##### Dataset records #####
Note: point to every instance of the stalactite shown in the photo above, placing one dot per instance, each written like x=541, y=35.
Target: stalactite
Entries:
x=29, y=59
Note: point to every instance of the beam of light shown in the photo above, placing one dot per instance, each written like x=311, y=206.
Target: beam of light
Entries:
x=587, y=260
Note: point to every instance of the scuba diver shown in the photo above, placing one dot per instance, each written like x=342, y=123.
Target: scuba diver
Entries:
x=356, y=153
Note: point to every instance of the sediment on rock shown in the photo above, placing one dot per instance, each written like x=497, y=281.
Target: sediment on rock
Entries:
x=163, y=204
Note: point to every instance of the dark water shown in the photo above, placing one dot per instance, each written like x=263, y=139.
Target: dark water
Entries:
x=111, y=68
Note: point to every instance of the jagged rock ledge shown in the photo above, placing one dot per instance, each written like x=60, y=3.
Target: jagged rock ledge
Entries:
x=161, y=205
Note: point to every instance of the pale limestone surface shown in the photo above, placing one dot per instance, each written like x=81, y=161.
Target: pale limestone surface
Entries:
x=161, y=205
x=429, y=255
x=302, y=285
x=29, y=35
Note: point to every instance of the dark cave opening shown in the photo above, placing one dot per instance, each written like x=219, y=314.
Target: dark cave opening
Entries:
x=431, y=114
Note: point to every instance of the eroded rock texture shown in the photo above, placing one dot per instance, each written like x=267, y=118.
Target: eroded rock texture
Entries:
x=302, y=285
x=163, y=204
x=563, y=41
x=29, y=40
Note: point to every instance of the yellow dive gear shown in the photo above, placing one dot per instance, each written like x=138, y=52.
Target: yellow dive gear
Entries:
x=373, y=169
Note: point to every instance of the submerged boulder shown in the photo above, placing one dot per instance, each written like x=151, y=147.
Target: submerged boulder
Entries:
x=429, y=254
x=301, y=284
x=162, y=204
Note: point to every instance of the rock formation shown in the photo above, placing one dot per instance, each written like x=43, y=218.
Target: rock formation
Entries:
#####
> **How to complete this task**:
What do the lines above say from the one containing "Note: point to every instance of the yellow" down to the one containing "Note: point to every instance of the submerged"? Return them exactly, both end lines included, and only them.

> **Reply to the task**:
Note: point to every instance of the yellow dive gear shown in the photo above, placing one dot per instance, each written like x=138, y=52.
Target: yellow dive gear
Entries:
x=373, y=169
Note: point to every instance of the submerged boulder shown in the photo above, placing one dot per instance, each written like x=151, y=147.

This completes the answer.